TASKS FOR THIS EXERCISE:
- a) What is everything in the SQL query notes below, from "The best way" down to "format is desired.", retyped word for word?
- b) Can you extend the notes on writing SQL queries, given below, by picking up right after their final sentence?

SELECTION:
---+---
Queries to Extract Data from Single Tables

Meet The Data Sets

Querying Responsibly

The Dognition data set has over 1M rows. The Dilliard data set has over 100M rows.

With sizable data like this, the way queries are written will impact the speed with which coworkers can access data. Best practice are to limit this impact as much as possible. Two ways of failing to do this include:

  • querying all the data in a large table, and
  • combining tables that results in output with many more rows than expected, due to many-to-many relationships or duplicate row values.

The best way to avoid these problems is to know the datasets well.

Using the Jupyter Interface for MySQL Queries

Intro to Query Syntax

This course focuses on the DQL, or Data Query Language, part of SQL, because data analysts generally do not change stored data. That part of the language allows users to retrieve data in whatever format is desired.

Query: SQL code that describes the desired data and output format

Front end interface: where users enter queries. These can vary widely from company to company, and platform to platform.

Six main SQL keywords: SELECT, FROM, WHERE, GROUP BY, HAVING, and ORDER BY. Only SELECT and FROM are always required. Best practice is to end queries with a ;, even if the type of SQL being used doesn’t require it. Capitalize keywords, put each clause on a separate line. Functions (SUM, COUNT) should be capitalized as well. Table names and column names should not be capitalized.
---+---
EXCERPTED RECORDS:
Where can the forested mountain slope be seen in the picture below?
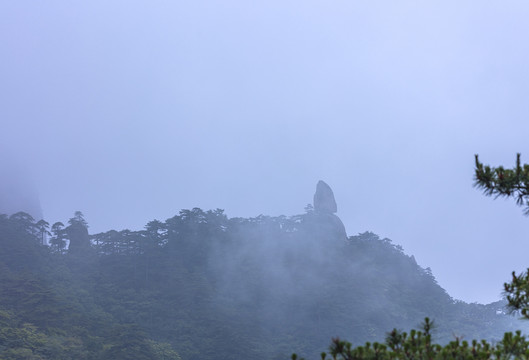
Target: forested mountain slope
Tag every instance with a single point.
(215, 287)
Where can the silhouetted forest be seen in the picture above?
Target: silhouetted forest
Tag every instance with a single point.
(200, 285)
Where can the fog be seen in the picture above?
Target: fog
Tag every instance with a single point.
(131, 111)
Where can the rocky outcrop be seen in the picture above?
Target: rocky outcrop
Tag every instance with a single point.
(324, 199)
(325, 222)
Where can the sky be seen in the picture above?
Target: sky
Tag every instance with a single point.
(130, 111)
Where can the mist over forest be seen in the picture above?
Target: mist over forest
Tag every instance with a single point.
(202, 285)
(160, 192)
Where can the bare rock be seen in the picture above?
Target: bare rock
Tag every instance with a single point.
(324, 199)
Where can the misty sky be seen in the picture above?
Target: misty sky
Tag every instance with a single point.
(130, 111)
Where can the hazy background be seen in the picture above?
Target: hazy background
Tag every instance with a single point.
(130, 111)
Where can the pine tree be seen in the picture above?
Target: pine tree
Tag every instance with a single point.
(514, 183)
(503, 182)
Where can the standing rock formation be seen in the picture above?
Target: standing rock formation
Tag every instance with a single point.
(327, 225)
(324, 198)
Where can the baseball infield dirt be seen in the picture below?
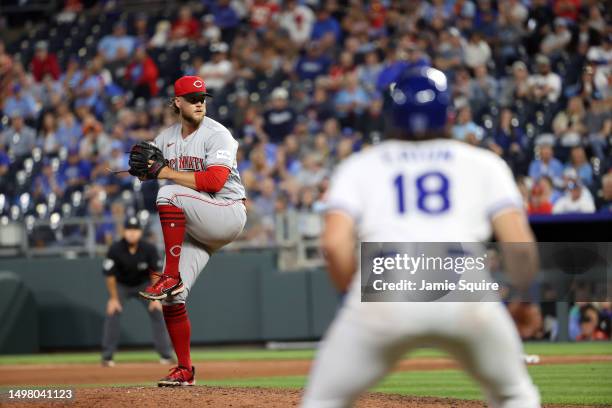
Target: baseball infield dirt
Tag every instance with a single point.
(150, 396)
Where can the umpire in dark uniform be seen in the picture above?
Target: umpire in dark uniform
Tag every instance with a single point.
(127, 268)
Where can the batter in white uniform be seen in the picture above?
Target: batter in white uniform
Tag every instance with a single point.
(201, 211)
(427, 190)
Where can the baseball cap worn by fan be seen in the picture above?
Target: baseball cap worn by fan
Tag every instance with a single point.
(190, 85)
(132, 223)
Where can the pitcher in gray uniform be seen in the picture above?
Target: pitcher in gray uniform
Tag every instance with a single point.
(201, 210)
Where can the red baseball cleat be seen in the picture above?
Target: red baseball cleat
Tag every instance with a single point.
(164, 287)
(178, 377)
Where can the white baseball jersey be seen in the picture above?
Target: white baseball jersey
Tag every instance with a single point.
(211, 144)
(436, 191)
(429, 191)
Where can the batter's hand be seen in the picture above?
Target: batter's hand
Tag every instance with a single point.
(113, 306)
(146, 161)
(155, 305)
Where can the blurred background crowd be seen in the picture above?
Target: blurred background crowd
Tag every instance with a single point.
(301, 85)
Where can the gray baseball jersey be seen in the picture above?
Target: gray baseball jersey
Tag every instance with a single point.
(211, 144)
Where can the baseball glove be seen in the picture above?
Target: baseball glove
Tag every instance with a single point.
(146, 161)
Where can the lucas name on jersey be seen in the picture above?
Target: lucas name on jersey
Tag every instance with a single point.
(189, 163)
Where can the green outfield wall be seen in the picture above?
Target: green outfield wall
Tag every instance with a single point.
(240, 297)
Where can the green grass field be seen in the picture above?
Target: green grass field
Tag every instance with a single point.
(560, 383)
(216, 354)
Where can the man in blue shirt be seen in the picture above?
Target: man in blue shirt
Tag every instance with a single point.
(111, 44)
(546, 164)
(325, 24)
(313, 64)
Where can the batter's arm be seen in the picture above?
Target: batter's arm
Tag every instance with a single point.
(517, 245)
(338, 246)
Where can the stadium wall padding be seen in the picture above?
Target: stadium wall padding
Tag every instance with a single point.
(19, 316)
(240, 297)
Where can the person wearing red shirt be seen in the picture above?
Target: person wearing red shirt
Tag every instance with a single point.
(262, 12)
(185, 27)
(142, 73)
(44, 63)
(539, 203)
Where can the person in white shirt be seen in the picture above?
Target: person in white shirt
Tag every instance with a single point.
(545, 84)
(220, 70)
(420, 187)
(297, 20)
(476, 51)
(577, 199)
(556, 41)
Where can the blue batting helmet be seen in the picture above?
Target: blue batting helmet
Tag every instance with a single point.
(420, 100)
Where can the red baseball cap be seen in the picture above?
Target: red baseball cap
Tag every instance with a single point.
(188, 85)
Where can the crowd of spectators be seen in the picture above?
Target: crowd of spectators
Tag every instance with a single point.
(302, 85)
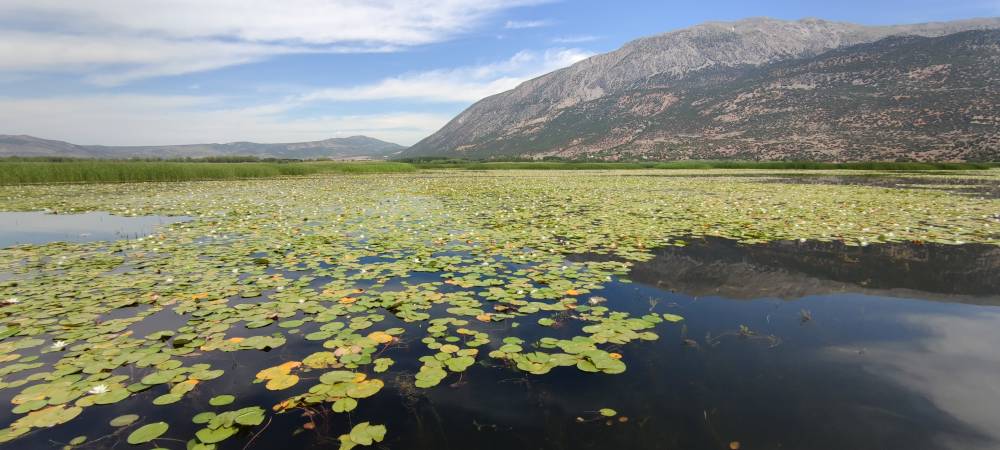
---+---
RESULTS FOR THE EXERCISE:
- a)
The best way to avoid these problems is to know the datasets well.

Using the Jupyter Interface for MySQL Queries

Intro to Query Syntax

This course focuses on the DQL, or Data Query Language, part of SQL, because data analysts generally do not change stored data. That part of the language allows users to retrieve data in whatever format is desired.

- b)
SQL code is unique in that it does not describe how the system is to obtain the data. Rather, it describes what the user wants, how the database management system obtains the data remains unspecified.

Dognition data is stored in a MySQL database that will be interacted with using Jupyter. Dillard’s data is stored in a Teradata database that will be interacted with from an interface called Teradata Viewpoint Scratchpad.

Using SQL within Jupyter Notebooks

First, load the SQL library.

%load_ext sql

Next, connect to the database you need to use. To connect to the database used in this course, the following line is used. %sql is used to run single lines of SQL, %%sql is used to run multiple lines of SQL.

%sql mysql://studentuser:studentpw@mysqlserver/dognitiondb

The following line makes the previous database the default database.

%sql USE dognitiondb

Now, the system is set up to query the appropriate database. The remainder of the notes will not use %sql and %%sql.

SQL Queries for Looking at Your Data

The first two steps with any new database are to:

  1. determine how many tables it has and
  2. determine what fields each of those tables have.

The following command will return a list of the tables in the database.

SHOW tables;
Tables_in_dognitiondb
complete_tests
dogs
exam_answers
reviews
site_activities
users

The following commands return the same results: a given table’s list of the columns and their attributes.

SHOW columns
FROM reviews;
DESCRIBE reviews;
Field Type Null Key Default Extra
rating int(11) YES   None  
created_at datetime NO   None  
updated_at datetime NO   None  
user_guid varchar(60) YES MUL None  
dog_guid varchar(60) YES MUL None  
subcategory_name varchar(60) YES   None  
test_name varchar(60) YES   None  

The type column details information about the datatype. There are three main types of data in MySQL: text, number, and datetime. For a breakdown of the subtypes within each of those types, review this link.

The key column is interpreted as follows:

  • Empty: the column either is not indexed or is indexed only as a secondary column in a multiple-column, nonunique index.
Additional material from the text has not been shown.